→ What is required:
Which lines of the entries below contain the word "white"? Return each of those lines in full.
* Start Supplied records *
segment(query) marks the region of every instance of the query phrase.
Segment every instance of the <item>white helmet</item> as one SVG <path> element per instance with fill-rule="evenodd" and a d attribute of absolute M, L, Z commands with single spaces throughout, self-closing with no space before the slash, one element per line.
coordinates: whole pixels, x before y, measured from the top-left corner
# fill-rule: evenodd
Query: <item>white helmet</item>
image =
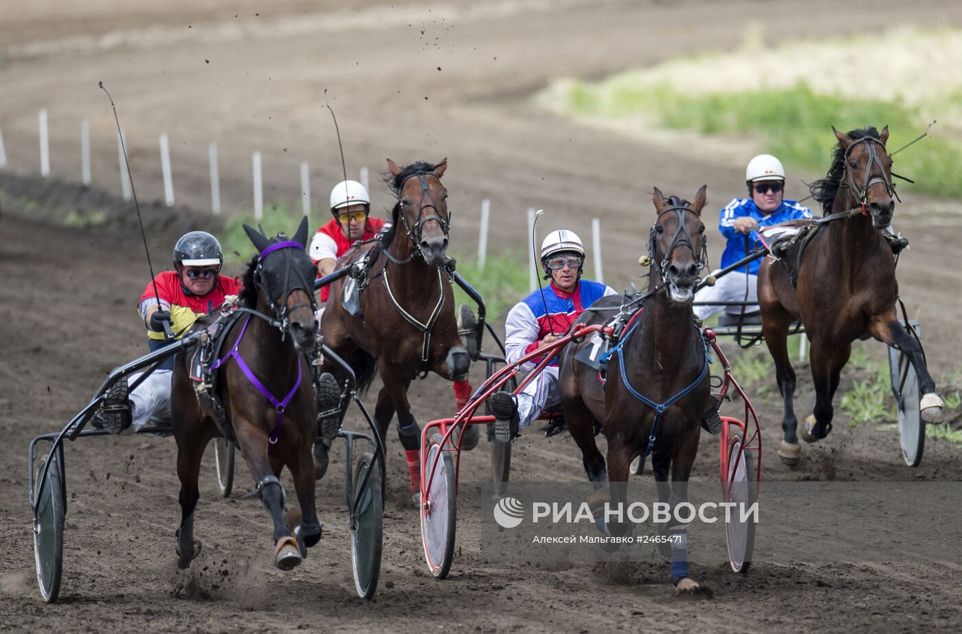
<path fill-rule="evenodd" d="M 570 251 L 581 254 L 585 257 L 585 247 L 581 239 L 573 231 L 568 229 L 556 229 L 544 237 L 542 241 L 542 260 L 548 258 L 555 253 Z"/>
<path fill-rule="evenodd" d="M 771 154 L 759 154 L 749 161 L 748 166 L 745 168 L 747 183 L 774 180 L 785 180 L 785 168 L 782 167 L 781 161 Z"/>
<path fill-rule="evenodd" d="M 331 190 L 331 209 L 341 209 L 349 205 L 370 206 L 367 190 L 357 181 L 341 181 Z"/>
* End Supplied records *
→ Answer to this problem:
Segment every instance of the <item>white helmet</item> as one SVG <path> element per instance with fill-rule="evenodd" and a d attribute of absolute M, L, Z commands with single spaces throughout, self-closing with no space before the slash, one element per line.
Query: <item>white helmet</item>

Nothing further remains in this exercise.